TWOJE ZADANIE:
Pokaż w całości każdą linię poniższego materiału, w której występuje słowo „bark”.

Rekordy zbioru danych:

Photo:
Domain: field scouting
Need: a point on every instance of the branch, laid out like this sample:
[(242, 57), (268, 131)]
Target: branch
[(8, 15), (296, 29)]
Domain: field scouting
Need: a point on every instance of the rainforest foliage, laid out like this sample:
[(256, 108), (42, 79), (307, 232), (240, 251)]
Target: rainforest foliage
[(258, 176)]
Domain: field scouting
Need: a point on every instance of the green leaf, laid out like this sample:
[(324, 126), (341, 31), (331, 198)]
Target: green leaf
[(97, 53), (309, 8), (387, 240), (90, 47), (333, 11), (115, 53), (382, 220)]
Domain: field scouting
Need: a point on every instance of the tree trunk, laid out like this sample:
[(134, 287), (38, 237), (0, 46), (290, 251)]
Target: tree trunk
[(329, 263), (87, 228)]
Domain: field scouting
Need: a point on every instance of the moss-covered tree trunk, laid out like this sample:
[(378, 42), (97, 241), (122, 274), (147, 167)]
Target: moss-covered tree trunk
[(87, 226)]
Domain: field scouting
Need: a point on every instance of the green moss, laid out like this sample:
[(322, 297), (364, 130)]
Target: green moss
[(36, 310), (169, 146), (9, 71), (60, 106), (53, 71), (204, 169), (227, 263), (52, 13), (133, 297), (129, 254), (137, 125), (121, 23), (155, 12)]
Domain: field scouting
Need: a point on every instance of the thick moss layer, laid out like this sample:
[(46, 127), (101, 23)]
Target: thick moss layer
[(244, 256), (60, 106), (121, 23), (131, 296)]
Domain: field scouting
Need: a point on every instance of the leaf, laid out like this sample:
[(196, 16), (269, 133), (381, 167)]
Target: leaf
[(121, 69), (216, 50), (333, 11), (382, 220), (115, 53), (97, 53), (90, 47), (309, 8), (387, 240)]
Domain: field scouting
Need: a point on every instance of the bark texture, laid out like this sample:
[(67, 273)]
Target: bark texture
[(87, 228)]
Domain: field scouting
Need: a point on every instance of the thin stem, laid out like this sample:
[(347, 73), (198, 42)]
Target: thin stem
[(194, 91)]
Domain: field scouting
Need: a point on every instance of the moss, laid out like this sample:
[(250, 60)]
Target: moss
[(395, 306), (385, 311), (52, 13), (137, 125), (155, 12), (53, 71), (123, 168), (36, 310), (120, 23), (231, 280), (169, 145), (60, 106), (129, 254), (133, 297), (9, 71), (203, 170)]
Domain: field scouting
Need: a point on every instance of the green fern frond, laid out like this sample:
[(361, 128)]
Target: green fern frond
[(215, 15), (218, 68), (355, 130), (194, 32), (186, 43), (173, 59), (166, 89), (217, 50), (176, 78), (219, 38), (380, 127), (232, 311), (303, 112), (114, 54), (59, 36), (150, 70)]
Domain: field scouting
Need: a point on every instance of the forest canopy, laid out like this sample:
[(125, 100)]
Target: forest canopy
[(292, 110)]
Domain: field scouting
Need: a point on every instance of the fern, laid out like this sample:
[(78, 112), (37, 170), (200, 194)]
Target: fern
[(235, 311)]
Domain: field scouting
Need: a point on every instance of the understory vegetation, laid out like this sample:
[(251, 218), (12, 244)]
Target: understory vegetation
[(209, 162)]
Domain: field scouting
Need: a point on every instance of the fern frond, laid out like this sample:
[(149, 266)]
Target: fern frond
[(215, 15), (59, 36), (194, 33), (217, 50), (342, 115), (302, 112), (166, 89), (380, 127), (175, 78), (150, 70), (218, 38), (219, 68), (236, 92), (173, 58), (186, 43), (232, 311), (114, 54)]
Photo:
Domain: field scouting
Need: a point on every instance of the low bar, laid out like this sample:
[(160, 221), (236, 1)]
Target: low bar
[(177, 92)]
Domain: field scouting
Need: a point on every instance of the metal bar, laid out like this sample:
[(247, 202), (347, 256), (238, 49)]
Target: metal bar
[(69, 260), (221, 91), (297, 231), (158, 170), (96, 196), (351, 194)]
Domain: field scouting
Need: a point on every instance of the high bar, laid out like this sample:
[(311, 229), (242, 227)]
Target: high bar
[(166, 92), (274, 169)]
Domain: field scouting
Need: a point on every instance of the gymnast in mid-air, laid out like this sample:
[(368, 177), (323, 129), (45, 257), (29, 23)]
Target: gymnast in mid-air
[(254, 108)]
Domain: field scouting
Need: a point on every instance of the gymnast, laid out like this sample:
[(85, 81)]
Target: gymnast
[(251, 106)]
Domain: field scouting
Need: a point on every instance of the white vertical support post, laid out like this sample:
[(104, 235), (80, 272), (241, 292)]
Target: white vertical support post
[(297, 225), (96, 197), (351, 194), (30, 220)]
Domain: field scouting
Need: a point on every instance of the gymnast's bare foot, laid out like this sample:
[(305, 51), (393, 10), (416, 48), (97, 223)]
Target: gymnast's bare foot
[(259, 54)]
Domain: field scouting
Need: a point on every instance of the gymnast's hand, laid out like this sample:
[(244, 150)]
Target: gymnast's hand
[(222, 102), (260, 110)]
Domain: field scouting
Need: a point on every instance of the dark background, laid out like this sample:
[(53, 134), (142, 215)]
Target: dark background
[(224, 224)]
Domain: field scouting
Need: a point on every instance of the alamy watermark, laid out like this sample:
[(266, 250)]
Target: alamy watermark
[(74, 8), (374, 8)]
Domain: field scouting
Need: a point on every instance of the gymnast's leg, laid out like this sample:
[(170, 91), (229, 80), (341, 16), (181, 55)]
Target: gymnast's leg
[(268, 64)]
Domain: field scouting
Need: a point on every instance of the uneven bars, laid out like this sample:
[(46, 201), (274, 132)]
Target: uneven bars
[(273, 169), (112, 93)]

PEŁNY WYNIK:
Need: a point on every instance of the bark texture, laid out like this sample:
Target: bark texture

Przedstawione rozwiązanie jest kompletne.